Dataset content
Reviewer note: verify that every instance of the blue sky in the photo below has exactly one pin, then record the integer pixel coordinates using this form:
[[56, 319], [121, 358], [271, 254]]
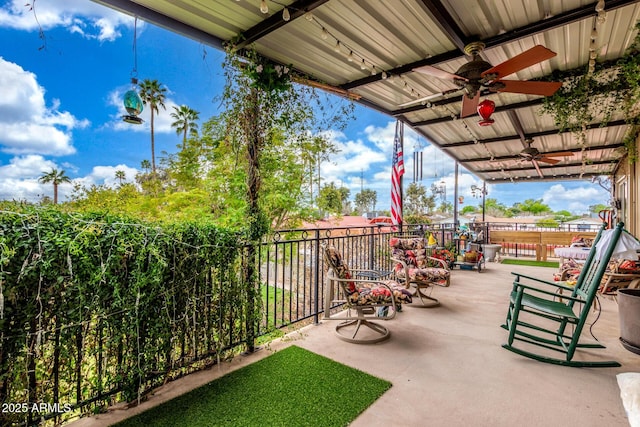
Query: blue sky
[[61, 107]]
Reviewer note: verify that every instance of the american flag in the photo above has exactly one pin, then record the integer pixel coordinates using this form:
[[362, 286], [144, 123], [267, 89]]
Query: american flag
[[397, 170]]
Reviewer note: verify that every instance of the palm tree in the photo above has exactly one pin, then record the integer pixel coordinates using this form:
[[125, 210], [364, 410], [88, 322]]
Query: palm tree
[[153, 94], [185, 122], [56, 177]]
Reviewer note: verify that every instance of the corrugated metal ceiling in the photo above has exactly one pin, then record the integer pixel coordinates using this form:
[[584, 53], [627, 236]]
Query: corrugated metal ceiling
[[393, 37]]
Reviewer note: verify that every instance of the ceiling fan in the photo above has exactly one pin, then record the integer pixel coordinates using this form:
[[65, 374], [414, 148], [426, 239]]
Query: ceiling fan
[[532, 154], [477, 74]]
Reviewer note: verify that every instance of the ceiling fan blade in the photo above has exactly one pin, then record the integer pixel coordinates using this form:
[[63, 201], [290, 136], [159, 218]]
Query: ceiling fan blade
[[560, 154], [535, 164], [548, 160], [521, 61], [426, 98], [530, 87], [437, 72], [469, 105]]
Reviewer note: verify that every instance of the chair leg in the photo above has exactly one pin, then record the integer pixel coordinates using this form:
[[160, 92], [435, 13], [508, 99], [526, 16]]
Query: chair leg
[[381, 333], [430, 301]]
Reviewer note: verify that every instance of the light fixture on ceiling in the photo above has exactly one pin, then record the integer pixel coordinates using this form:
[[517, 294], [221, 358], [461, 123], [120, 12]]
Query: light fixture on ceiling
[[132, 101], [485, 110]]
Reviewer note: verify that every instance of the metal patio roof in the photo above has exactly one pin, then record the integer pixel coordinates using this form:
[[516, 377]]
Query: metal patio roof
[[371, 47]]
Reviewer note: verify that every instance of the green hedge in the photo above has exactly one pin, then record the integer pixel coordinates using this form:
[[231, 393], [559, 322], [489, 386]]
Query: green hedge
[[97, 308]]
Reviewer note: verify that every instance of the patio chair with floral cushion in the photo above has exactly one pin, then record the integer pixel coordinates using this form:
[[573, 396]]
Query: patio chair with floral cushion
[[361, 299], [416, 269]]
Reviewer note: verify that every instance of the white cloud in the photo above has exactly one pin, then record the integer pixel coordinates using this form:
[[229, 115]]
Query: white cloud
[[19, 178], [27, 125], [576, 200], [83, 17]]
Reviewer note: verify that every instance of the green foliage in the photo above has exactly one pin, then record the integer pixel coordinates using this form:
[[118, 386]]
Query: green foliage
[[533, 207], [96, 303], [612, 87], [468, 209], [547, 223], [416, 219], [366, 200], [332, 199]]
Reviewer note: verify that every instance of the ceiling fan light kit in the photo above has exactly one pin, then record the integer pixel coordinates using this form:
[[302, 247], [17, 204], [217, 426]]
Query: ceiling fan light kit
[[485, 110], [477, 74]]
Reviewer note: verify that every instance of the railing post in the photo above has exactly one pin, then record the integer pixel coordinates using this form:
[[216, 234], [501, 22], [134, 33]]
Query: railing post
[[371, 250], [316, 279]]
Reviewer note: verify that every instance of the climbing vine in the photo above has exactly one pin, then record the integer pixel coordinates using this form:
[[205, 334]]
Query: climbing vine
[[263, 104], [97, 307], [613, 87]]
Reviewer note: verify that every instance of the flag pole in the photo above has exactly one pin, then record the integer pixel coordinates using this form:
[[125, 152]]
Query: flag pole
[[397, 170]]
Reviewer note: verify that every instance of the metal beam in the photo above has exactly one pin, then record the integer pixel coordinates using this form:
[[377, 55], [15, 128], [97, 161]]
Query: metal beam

Instruction
Write out everything from the line containing "fan blade in" down to the line containing "[[381, 333], [430, 301]]" again, with "chair leg" replaced by "stool leg" and nothing else changed.

Problem solution
Reviewer note: verify that every instance of the ceiling fan blade in the photo above has exactly one pin, then record the integer pixel coordinates using this form:
[[63, 201], [290, 136], [159, 218]]
Query: ceiling fan blade
[[560, 154], [535, 164], [548, 160], [521, 61], [426, 98], [530, 87], [437, 72], [469, 105]]
Reviewer note: verify that every instance of the stool leg in the photo above has exactly one pin, then record the integer pixel coordinates using this form:
[[160, 92], [435, 13], [508, 99], [526, 16]]
Query: stool leg
[[381, 333], [430, 301]]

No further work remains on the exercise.